- **Petunjuk Latihan**
Tulis ulang seluruh data di bawah ini, tetapi tukar setiap "man with glasses and beard" dengan "person with glasses and beard". Semua bagian lainnya harus tetap sama.

- **Data Tercatat**
****************************************

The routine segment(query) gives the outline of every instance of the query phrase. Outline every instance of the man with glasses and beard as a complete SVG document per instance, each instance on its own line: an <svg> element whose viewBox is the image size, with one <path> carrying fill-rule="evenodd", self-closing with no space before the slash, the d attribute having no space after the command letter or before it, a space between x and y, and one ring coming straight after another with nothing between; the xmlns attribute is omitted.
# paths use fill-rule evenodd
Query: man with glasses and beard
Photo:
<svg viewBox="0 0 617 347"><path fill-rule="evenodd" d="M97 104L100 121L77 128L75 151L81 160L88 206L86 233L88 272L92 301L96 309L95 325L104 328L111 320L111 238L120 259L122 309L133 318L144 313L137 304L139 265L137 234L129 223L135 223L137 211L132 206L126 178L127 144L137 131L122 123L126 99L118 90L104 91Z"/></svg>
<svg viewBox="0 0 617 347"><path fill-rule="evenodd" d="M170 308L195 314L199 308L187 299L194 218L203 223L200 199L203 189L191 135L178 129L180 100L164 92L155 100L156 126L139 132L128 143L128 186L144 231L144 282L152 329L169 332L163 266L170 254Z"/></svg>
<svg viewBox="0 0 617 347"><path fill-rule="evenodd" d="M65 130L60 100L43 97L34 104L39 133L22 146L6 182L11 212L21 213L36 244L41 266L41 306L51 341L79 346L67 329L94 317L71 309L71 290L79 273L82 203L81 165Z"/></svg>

****************************************

- **Jawaban di Bawah**
The routine segment(query) gives the outline of every instance of the query phrase. Outline every instance of the person with glasses and beard as a complete SVG document per instance, each instance on its own line: an <svg> element whose viewBox is the image size, with one <path> carrying fill-rule="evenodd", self-closing with no space before the slash, the d attribute having no space after the command letter or before it, a space between x and y, and one ring coming straight after another with nothing between; the xmlns attribute is omitted.
# paths use fill-rule evenodd
Query: person with glasses and beard
Photo:
<svg viewBox="0 0 617 347"><path fill-rule="evenodd" d="M97 104L100 121L77 128L75 151L81 160L88 206L86 233L88 272L92 301L96 309L95 325L104 328L111 320L111 238L120 259L122 309L133 318L144 313L137 304L139 265L137 234L129 223L135 223L137 211L132 206L126 178L127 144L137 131L122 123L126 99L118 90L104 91Z"/></svg>
<svg viewBox="0 0 617 347"><path fill-rule="evenodd" d="M170 308L195 314L199 308L187 299L194 218L203 223L200 199L203 189L191 135L178 129L180 100L164 92L155 100L156 126L139 132L128 143L128 186L144 231L144 282L152 329L169 332L163 266L170 254Z"/></svg>
<svg viewBox="0 0 617 347"><path fill-rule="evenodd" d="M65 130L60 100L43 97L34 104L39 133L22 146L6 182L11 212L21 213L36 244L41 266L41 306L51 341L79 346L67 329L94 317L71 309L71 290L79 273L82 203L81 165Z"/></svg>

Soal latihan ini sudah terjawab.